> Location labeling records
※

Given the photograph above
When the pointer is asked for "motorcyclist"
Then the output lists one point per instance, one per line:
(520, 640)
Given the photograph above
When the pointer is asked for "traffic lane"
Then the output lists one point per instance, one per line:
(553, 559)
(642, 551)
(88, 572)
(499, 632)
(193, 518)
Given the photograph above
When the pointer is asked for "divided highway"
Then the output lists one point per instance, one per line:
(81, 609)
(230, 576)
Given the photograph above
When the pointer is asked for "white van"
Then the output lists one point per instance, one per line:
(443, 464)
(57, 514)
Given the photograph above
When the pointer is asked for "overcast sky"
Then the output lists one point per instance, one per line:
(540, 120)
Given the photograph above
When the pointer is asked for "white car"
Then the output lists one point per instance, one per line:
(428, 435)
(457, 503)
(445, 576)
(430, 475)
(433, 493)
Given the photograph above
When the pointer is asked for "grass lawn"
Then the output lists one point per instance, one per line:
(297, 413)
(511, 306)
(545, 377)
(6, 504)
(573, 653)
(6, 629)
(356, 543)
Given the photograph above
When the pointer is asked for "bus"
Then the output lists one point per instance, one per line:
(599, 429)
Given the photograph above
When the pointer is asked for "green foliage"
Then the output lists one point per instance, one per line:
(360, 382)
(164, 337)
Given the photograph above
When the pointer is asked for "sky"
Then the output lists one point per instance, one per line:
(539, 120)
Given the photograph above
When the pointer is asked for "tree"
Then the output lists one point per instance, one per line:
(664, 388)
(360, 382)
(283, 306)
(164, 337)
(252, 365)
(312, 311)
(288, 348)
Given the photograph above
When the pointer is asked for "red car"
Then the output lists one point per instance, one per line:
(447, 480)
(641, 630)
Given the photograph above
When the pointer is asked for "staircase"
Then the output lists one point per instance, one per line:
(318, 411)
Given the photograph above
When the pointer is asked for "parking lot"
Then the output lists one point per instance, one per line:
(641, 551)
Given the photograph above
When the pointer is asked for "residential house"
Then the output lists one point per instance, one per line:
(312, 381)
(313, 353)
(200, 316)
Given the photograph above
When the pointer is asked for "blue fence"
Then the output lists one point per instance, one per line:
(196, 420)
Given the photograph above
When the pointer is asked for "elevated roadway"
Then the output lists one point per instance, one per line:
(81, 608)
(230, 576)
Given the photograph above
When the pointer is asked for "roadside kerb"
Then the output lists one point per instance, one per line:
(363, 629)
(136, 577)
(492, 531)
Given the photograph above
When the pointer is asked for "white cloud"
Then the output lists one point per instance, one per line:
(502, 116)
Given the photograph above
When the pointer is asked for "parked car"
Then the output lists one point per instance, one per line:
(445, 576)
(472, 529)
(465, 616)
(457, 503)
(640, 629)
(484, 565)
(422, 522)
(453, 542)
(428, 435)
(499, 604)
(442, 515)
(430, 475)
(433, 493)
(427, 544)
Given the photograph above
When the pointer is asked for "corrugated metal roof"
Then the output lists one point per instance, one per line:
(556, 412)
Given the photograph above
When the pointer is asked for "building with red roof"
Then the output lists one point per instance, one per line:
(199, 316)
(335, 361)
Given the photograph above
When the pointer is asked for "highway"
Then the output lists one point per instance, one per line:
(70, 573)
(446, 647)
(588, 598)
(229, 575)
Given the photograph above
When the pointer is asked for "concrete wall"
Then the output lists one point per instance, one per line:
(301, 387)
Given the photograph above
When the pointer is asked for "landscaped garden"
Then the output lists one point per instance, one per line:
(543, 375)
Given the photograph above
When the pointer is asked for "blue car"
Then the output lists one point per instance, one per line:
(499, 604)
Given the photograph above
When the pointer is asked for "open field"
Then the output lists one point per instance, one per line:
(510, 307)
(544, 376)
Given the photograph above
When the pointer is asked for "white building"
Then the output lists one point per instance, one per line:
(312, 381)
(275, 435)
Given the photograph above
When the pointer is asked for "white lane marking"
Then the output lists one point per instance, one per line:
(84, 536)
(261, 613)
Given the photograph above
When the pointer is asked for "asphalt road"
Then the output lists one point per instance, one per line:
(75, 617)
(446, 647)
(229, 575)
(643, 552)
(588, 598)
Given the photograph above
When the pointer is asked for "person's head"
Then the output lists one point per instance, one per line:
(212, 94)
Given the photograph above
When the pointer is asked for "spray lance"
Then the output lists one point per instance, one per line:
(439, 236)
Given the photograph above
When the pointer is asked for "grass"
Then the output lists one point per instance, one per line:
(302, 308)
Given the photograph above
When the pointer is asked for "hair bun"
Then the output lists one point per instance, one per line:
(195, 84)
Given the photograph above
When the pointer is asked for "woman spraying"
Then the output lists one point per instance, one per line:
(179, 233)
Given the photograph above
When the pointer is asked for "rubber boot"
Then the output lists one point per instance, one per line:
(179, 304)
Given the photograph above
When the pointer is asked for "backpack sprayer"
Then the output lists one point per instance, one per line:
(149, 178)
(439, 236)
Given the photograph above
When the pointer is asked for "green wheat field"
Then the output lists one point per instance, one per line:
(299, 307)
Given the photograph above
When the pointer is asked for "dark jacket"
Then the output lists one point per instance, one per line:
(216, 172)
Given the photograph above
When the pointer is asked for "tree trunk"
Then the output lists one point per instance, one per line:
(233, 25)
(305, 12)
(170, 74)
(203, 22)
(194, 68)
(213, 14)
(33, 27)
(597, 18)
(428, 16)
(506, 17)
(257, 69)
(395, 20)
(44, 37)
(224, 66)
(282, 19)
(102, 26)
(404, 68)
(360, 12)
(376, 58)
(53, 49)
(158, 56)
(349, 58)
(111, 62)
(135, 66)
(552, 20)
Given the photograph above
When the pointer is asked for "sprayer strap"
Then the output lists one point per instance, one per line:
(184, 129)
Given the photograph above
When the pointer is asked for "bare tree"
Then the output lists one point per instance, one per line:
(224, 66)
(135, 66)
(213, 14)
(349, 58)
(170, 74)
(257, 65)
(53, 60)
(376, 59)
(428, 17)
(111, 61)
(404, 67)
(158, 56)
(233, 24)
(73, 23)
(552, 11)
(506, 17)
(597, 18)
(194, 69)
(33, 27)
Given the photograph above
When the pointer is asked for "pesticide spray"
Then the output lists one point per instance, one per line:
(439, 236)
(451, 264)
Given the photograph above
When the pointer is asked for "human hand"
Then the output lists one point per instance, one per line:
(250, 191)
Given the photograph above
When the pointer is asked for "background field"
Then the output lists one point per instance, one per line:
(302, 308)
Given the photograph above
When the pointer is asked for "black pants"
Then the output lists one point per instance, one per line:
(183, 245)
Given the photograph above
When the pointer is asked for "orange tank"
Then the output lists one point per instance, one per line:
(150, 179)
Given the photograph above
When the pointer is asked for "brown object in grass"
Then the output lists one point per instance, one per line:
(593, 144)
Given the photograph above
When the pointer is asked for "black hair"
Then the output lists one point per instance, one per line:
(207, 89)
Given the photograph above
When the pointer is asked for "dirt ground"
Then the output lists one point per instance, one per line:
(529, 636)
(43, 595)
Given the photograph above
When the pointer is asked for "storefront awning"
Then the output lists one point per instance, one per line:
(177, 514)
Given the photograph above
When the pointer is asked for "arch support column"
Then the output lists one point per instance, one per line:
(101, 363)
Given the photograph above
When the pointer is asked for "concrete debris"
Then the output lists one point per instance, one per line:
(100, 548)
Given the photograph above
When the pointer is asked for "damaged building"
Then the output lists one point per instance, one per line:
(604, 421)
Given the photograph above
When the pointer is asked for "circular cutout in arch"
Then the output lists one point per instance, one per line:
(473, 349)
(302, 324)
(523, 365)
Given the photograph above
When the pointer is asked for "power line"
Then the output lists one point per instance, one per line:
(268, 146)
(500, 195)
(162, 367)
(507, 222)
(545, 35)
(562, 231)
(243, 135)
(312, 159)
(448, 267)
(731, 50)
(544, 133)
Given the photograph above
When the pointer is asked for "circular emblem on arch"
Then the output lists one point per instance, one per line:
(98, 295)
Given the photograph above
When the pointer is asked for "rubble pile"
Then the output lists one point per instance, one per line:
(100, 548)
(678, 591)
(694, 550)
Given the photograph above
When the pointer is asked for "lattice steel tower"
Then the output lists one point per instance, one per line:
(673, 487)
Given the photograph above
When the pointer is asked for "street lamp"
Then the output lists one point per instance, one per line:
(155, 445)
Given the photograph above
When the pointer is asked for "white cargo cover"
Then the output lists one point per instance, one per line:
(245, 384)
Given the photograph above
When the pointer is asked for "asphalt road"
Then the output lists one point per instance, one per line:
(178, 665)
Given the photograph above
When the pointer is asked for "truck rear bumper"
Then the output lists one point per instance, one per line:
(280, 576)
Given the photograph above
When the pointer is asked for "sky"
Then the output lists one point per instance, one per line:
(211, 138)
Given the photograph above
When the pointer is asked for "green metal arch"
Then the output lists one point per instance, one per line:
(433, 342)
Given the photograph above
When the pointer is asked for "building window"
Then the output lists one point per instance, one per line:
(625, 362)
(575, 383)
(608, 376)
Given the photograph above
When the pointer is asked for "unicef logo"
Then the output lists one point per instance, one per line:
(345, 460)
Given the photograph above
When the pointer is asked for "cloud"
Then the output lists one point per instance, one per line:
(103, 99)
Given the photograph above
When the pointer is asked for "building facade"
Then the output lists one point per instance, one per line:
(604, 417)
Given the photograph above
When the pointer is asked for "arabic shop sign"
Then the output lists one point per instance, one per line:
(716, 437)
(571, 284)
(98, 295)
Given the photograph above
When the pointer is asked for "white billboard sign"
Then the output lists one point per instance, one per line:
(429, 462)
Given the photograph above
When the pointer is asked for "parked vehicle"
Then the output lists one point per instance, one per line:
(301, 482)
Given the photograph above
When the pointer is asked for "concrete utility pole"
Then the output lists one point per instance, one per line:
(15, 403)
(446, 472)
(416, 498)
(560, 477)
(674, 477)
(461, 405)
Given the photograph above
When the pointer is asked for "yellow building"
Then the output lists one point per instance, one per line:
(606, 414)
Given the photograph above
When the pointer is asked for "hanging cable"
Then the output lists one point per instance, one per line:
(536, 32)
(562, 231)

※

Count the lines of the records above that contain the word "green", and give only that number.

3